* [PAGE TEXT]:

On the other hand, we have

$$\begin{array}{cc}& {\int }_a^s\left(-f^{\prime }\left(t\right)f^{\sigma +1}\left(t\right)+f^2\left(a\right)f^{\prime }\left(t\right)f^{\sigma -1}\left(t\right)\right)dt\hfill \\ & ={\left[-\frac{f^{\sigma +2}\left(t\right)}{\sigma +2}+\frac{f^2\left(a\right)f^{\sigma }\left(t\right)}{\sigma }\right]}_{t=a}^s\hfill \\ & =-\frac{f^{\sigma +2}\left(s\right)}{\sigma +2}+\frac{f^2\left(a\right)f^{\sigma }\left(s\right)}{\sigma }+\frac{f^{\sigma +2}\left(a\right)}{\sigma +2}-\frac{f^{\sigma +2}\left(a\right)}{\sigma }\hfill \\ & =f^{\sigma }\left(s\right)\left(\frac{f^2\left(a\right)}{\sigma }-\frac{f^2\left(s\right)}{\sigma +2}\right)-\frac{2}{\sigma (\sigma +2)}{f}^{\sigma +2}\left(a\right),\hfill \end{array}$$

which implies by (5) that

$$f^{\sigma }\left(s\right)\left(\frac{f^2\left(a\right)}{\sigma }-\frac{f^2\left(s\right)}{\sigma +2}\right)<\frac{2}{\sigma (\sigma +2)}{f}^{\sigma +2}\left(a\right).$$

Multiplying by w and integrating over $]a,x[$, where $x]a,b[$, we obtainr

$${\int }_a^x{f}^{\sigma }\left(s\right)\left(\frac{f^2\left(a\right)}{\sigma }-\frac{f^2\left(s\right)}{\sigma +2}\right)w\left(s\right)ds<\frac{2}{\sigma (\sigma +2)}{f}^{\sigma +2}\left(a\right){\int }_a^{x}w\left(s\right)ds,$$

which shows that (2) holds for $n=1$.

* [DATASET CONTENT]:
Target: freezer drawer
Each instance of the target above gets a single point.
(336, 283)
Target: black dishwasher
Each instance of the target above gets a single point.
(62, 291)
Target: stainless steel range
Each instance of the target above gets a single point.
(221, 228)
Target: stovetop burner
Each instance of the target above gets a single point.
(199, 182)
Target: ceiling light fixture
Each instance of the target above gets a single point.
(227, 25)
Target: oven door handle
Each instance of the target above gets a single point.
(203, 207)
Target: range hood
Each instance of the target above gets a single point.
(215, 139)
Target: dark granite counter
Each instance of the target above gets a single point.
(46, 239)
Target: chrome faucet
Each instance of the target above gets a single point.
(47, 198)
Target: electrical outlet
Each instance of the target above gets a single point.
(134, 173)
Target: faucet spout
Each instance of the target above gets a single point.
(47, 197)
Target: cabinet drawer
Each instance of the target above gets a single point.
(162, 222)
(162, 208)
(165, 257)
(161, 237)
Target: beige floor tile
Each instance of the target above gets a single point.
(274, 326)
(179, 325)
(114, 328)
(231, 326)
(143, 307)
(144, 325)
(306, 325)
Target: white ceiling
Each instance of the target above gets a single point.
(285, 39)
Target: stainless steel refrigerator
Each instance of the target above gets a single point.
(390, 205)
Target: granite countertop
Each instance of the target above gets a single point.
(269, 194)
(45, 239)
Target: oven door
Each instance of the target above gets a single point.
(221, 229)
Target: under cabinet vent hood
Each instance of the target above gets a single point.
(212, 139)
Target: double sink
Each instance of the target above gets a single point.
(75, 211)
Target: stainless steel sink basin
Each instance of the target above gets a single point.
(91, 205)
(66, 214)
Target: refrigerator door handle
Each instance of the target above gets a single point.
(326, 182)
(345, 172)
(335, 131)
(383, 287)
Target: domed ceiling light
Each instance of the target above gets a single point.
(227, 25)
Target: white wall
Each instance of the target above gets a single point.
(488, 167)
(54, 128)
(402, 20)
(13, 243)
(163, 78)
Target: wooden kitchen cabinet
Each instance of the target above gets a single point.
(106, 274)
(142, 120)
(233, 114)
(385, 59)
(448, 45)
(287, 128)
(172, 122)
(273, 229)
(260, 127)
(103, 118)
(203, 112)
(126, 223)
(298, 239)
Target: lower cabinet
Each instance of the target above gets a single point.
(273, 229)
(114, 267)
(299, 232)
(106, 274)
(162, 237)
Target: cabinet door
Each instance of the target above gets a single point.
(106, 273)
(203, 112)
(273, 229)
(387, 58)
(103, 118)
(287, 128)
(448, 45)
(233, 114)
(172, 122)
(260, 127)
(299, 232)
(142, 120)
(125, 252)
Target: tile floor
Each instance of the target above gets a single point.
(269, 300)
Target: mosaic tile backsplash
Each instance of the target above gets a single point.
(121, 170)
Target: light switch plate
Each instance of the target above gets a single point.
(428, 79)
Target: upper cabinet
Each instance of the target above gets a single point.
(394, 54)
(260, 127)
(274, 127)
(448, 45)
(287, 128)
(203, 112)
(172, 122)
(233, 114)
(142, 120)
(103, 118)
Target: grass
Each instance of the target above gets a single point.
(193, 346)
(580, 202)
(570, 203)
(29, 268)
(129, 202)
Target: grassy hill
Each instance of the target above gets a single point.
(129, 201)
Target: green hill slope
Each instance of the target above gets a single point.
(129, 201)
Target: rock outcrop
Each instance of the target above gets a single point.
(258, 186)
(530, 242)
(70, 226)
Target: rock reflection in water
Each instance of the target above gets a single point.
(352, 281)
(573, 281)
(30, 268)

* [SET TASK A]: In the derivation, for which value of n is (2) shown to hold?
* [SET TASK B]: Please reproduce the derivation between "Multiplying by w" and "holds for $n=1$.", inclusive.
You won't need the entries for anything here.

* [TASK SOLUTION A]: For n = 1.

* [TASK SOLUTION B]:
Multiplying by w and integrating over $]a,x[$, where $x]a,b[$, we obtainr

$${\int }_a^x{f}^{\sigma }\left(s\right)\left(\frac{f^2\left(a\right)}{\sigma }-\frac{f^2\left(s\right)}{\sigma +2}\right)w\left(s\right)ds<\frac{2}{\sigma (\sigma +2)}{f}^{\sigma +2}\left(a\right){\int }_a^{x}w\left(s\right)ds,$$

which shows that (2) holds for $n=1$.